* [Passage to read]

** begin **

# Need help with pmount permissions....

## TerranAce007

I have hald/dbus/pmount working, but all my cd-rom and usb devices are only being mounted as root, which is getting really annoying. When I put a cd in, gnome-volume-manager finds it, puts an icon on the desktop, and launches nautilus, but I get an access denied error:

dmesg:

 *Quote:*   

> cdrom: hdc: mrw address space DMA selected
> 
> UDF-fs INFO UDF 0.9.8.1 (2004/29/09) Mounting volume 'Stage4 Backups 20060227', 
> 
> 

 

mount:

 *Quote:*   

> andrew@mobile ~ $ mount
> 
> /dev/hda4 on / type reiserfs (rw,noatime)
> 
> proc on /proc type proc (rw)
> ...

 

Notice that uid=1000 refers to me (andrew) and gid=100 refers to users, which I am also in...

bash:

 *Quote:*   

> andrew@mobile ~ $ cd /media/hdc
> 
> bash: cd: /media/hdc: Permission denied
> 
> andrew@mobile ~ $ su -
> ...

 

A simple chmod to change the permissions on the folder fails for the cdrom because it gets mounted readonly.

I realize that I can create fstab entries for my devices and manually create folder in /mnt or /media, but I want to be able to just plug in stuff and have it work without me having to edit the fstab every time I connect a new device. How do I edit the mount permissions that are used to automount stuff?

Also, with hal/bus/etc.., are coldplug & hotplug necessary anymore? I have them starting at boot, but I turned off hotplug and it didn't seem to affect the automount of anything, but it didn't fix the permissions problem either...

----------

## river

Hi,

I have exactly the same problem. Did you manage to find a solution?

--

R

----------

## TerranAce007

Switched to Kubuntu...

----------

## river

That's one way of solving the problem   :Very Happy: 

--

R

----------

## lartza

Same problem here, i've got

sys-apps/dbus-0.61-r1

sys-apps/pmount-0.9.9

sys-apps/hal-0.5.7-r1

sys-apps/ivman-0.6.12

I can't figure out what's wrong (nothing according to gentoo-wiki)

** end **

* [Stated goal 1] In the records below, copy out the lines word for word, starting at the line that contains "Can you find the arched doorway?" and ending at the line that contains "(1124, 758)", with both of those lines included.

* [Material to process]
** begin **

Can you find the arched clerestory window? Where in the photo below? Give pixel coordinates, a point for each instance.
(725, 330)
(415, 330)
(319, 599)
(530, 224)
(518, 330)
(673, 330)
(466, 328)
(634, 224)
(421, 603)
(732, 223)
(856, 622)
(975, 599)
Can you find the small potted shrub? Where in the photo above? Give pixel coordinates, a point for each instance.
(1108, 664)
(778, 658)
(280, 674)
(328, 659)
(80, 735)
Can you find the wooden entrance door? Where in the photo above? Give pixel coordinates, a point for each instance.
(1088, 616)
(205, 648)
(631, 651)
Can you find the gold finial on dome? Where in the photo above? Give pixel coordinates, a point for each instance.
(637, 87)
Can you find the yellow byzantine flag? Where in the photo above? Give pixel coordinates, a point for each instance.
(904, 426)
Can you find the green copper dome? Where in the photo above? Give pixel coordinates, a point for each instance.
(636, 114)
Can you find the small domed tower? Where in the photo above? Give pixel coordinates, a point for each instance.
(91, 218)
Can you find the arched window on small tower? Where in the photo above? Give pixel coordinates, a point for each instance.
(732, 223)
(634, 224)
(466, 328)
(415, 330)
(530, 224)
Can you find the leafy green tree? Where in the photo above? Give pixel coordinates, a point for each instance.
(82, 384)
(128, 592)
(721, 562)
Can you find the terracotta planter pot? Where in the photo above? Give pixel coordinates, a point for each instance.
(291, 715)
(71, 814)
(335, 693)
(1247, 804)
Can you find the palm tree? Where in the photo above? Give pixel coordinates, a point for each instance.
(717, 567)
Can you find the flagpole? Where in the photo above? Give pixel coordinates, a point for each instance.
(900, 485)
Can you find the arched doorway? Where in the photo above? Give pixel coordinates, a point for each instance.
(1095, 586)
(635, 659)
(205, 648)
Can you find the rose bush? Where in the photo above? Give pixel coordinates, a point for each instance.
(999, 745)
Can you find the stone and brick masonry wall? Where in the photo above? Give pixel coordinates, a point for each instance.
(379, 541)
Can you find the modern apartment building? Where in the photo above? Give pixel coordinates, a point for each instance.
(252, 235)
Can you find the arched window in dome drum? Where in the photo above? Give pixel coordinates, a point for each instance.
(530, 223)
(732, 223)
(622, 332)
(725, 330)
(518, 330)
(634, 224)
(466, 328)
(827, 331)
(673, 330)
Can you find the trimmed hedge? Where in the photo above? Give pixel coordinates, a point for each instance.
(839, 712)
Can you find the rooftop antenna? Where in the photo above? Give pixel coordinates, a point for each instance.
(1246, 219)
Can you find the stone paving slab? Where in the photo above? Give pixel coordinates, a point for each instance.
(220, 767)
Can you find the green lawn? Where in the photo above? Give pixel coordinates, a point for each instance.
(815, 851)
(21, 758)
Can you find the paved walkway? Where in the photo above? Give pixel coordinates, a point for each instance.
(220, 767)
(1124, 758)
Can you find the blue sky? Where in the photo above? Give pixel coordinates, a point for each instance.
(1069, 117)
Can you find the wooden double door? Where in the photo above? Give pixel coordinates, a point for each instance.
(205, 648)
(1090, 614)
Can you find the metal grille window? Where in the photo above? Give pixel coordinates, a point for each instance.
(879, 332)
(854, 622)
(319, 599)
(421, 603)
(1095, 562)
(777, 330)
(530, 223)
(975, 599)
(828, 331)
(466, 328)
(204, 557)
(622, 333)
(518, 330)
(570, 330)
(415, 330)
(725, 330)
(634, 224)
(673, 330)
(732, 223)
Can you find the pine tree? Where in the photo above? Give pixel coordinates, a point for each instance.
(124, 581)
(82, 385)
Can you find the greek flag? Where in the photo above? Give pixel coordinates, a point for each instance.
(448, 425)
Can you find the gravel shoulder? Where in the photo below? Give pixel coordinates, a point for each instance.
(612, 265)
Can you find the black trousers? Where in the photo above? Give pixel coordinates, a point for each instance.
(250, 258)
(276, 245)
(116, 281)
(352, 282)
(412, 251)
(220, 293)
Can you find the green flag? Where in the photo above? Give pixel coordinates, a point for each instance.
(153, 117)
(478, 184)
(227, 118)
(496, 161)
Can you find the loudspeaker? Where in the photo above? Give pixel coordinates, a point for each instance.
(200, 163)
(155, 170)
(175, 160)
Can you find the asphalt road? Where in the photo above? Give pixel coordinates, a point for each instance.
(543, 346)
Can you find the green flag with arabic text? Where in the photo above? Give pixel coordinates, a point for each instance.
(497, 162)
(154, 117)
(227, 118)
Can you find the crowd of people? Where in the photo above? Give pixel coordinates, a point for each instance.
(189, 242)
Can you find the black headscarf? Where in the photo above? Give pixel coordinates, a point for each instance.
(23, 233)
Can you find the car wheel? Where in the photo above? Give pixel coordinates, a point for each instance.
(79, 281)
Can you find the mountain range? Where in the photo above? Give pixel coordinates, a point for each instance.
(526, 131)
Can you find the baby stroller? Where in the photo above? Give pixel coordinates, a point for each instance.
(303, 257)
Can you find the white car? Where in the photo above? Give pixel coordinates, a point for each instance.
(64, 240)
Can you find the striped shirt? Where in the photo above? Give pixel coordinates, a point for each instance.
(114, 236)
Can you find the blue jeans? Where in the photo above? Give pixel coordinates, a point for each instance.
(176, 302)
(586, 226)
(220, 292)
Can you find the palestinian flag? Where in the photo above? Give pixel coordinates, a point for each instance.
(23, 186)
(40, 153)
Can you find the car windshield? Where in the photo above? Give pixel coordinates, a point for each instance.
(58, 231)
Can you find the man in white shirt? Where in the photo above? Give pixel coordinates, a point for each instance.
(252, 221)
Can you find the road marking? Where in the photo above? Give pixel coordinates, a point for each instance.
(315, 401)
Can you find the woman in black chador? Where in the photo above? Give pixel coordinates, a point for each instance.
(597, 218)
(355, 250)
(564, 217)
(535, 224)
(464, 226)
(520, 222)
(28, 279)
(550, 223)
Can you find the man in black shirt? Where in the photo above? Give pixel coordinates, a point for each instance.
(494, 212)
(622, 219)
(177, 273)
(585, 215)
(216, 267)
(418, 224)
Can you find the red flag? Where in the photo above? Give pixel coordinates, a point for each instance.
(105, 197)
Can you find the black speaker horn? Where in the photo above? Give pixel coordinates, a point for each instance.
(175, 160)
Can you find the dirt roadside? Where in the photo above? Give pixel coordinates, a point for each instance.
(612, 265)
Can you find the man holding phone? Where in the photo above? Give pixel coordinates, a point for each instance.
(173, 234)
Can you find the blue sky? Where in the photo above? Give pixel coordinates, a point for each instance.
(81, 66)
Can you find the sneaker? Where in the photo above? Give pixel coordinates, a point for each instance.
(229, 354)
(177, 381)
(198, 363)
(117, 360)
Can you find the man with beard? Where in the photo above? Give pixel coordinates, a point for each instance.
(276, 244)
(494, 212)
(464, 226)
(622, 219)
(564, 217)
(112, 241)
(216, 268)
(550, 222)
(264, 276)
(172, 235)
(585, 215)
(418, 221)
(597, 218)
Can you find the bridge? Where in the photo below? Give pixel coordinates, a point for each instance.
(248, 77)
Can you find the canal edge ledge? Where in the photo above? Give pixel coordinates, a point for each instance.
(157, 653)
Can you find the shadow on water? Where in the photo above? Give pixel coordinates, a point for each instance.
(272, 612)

** end **

* [Stated goal 2] Translate this sentence from the forum thread on pmount permissions into Spanish: "A simple chmod to change the permissions on the folder fails for the cdrom because it gets mounted readonly."

* [Task answer 1]
Can you find the arched doorway? Where in the photo above? Give pixel coordinates, a point for each instance.
(1095, 586)
(635, 659)
(205, 648)
Can you find the rose bush? Where in the photo above? Give pixel coordinates, a point for each instance.
(999, 745)
Can you find the stone and brick masonry wall? Where in the photo above? Give pixel coordinates, a point for each instance.
(379, 541)
Can you find the modern apartment building? Where in the photo above? Give pixel coordinates, a point for each instance.
(252, 235)
Can you find the arched window in dome drum? Where in the photo above? Give pixel coordinates, a point for each instance.
(530, 223)
(732, 223)
(622, 332)
(725, 330)
(518, 330)
(634, 224)
(466, 328)
(827, 331)
(673, 330)
Can you find the trimmed hedge? Where in the photo above? Give pixel coordinates, a point for each instance.
(839, 712)
Can you find the rooftop antenna? Where in the photo above? Give pixel coordinates, a point for each instance.
(1246, 219)
Can you find the stone paving slab? Where in the photo above? Give pixel coordinates, a point for each instance.
(220, 767)
Can you find the green lawn? Where in the photo above? Give pixel coordinates, a point for each instance.
(815, 851)
(21, 758)
Can you find the paved walkway? Where in the photo above? Give pixel coordinates, a point for each instance.
(220, 767)
(1124, 758)

* [Task answer 2] Un simple chmod para cambiar los permisos de la carpeta falla con el cdrom porque se monta en modo de solo lectura.